*Given data:*
— start —
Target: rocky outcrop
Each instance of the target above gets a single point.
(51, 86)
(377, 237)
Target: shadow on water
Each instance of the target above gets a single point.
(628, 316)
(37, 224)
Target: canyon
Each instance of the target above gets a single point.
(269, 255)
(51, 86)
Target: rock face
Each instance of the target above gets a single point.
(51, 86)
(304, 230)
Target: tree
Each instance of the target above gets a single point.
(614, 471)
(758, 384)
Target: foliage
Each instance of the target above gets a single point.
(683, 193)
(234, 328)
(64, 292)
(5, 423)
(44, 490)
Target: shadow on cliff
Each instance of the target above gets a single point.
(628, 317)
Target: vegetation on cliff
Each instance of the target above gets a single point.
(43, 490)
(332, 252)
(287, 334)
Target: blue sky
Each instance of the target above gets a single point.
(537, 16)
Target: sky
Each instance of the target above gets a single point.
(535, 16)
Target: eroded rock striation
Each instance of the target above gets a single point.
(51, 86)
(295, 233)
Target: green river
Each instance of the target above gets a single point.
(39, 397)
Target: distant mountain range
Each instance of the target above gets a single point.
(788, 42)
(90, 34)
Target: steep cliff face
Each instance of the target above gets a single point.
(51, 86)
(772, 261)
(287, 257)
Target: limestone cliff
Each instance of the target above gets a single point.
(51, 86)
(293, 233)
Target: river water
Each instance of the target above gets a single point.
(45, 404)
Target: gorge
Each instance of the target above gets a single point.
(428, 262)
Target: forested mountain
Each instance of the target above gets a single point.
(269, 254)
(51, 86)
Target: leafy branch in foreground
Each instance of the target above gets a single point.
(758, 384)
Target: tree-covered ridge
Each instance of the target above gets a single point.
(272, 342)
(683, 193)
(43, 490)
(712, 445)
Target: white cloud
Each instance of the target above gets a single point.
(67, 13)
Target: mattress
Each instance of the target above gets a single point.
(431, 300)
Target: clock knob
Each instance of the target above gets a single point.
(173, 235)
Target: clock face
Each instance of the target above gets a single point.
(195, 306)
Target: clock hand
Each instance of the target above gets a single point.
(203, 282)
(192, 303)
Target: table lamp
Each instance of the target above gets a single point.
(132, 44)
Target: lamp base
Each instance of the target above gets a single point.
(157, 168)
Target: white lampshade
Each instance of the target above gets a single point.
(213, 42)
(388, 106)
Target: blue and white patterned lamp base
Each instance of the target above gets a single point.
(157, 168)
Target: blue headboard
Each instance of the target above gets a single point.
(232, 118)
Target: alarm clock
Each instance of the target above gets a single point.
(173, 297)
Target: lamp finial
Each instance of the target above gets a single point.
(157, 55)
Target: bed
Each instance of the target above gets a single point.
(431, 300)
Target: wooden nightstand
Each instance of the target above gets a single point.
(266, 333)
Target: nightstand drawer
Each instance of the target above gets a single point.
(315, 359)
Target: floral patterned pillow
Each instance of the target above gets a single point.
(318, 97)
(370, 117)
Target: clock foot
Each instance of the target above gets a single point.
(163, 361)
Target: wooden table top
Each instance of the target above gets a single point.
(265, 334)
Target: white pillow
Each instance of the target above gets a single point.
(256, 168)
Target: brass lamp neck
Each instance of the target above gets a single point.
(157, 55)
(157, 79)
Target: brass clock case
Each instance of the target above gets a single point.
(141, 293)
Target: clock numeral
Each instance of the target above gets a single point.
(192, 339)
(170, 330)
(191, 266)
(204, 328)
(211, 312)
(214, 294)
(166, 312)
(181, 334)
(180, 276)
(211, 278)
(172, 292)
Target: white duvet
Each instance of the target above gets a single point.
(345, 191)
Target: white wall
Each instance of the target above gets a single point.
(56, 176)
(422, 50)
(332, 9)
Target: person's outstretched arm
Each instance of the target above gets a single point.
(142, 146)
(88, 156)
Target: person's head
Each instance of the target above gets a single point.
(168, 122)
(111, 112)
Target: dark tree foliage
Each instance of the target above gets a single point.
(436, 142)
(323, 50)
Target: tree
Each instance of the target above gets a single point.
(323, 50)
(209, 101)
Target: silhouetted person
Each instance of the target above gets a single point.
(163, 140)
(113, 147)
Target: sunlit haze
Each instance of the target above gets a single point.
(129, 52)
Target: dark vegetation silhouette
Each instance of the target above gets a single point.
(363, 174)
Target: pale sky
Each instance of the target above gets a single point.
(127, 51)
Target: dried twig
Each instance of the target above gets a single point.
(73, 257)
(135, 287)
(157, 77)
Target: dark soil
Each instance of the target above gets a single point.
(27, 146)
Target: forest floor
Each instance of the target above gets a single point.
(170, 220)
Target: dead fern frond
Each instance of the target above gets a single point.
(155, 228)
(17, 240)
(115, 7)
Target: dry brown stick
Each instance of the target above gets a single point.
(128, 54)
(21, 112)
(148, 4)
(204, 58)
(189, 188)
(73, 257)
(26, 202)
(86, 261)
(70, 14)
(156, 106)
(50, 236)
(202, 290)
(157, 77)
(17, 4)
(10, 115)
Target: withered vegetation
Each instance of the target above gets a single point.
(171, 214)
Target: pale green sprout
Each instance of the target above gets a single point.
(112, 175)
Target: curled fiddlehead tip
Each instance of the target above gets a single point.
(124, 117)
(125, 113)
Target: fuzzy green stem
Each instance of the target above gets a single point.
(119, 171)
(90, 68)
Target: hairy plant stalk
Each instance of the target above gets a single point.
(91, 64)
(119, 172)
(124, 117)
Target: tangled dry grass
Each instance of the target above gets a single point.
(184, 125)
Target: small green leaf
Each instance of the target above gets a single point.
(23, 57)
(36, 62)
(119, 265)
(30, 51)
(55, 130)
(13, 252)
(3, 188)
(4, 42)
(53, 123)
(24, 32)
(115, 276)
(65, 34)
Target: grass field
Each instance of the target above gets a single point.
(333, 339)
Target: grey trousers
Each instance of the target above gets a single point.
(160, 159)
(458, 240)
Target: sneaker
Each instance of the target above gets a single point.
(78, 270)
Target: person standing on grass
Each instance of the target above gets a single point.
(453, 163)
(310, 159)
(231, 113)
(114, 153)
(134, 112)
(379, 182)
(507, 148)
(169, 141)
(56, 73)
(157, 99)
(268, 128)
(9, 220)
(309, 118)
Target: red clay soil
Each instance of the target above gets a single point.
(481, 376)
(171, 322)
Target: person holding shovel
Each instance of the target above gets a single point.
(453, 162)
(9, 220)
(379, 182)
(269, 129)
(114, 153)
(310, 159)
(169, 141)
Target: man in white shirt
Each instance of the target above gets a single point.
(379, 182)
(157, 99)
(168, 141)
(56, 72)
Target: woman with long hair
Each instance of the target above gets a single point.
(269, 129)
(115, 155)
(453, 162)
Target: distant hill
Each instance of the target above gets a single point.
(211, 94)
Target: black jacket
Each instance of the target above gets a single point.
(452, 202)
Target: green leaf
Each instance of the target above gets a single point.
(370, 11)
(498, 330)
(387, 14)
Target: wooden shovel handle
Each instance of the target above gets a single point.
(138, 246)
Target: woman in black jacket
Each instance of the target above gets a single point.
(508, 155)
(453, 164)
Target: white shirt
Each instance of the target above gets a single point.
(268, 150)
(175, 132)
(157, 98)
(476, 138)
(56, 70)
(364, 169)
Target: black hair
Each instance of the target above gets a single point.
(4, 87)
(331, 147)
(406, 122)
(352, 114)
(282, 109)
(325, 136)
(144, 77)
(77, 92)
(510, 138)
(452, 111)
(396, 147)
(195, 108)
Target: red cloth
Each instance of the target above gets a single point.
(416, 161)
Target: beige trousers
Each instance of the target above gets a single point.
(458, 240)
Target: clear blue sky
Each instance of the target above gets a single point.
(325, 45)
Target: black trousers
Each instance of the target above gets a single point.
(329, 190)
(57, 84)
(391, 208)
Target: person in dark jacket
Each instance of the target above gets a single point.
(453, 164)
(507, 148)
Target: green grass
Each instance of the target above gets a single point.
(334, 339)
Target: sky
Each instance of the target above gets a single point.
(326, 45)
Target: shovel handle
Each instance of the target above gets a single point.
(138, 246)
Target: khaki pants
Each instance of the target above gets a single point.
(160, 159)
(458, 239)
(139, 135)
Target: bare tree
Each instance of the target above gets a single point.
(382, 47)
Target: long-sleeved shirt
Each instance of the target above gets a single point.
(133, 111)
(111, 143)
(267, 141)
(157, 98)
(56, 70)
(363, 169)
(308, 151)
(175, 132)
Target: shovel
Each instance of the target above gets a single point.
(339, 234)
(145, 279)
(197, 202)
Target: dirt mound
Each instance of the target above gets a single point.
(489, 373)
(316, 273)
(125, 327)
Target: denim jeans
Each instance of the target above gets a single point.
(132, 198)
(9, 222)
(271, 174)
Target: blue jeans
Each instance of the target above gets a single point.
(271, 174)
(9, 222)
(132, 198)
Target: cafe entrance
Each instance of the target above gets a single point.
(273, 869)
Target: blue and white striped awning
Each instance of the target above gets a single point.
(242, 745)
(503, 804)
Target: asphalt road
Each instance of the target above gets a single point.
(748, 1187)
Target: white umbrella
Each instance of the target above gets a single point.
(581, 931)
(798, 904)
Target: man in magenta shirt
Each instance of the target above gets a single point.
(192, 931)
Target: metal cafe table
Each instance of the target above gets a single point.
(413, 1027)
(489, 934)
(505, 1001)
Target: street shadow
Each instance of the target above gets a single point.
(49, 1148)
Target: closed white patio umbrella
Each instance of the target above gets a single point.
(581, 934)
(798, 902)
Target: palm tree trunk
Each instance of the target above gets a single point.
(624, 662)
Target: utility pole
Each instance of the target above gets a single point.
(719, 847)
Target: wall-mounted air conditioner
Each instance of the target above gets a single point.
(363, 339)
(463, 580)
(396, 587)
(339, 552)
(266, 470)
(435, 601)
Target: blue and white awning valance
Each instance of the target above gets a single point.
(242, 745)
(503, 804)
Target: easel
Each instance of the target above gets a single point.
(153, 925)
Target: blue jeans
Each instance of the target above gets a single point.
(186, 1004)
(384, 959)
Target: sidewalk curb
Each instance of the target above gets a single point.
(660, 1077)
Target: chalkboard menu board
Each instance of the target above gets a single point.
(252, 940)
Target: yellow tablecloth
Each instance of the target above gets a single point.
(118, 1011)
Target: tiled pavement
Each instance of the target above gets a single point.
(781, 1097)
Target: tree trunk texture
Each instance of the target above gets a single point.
— end —
*Stated problem:*
Convert the part of the listing above that opens with the line containing "Target: white umbrella" and closes with the line containing "(505, 1001)" into a Markdown table. Use a Row column for the row number and an Entry column for the line, and leave out any blank lines.

*Final result:*
| Row | Entry |
|---|---|
| 1 | Target: white umbrella |
| 2 | Each instance of the target above gets a single point. |
| 3 | (581, 931) |
| 4 | (798, 904) |
| 5 | Target: man in magenta shirt |
| 6 | Each instance of the target above gets a single point. |
| 7 | (192, 931) |
| 8 | Target: metal cafe table |
| 9 | Each instance of the target above gets a single point. |
| 10 | (413, 1027) |
| 11 | (489, 934) |
| 12 | (505, 1001) |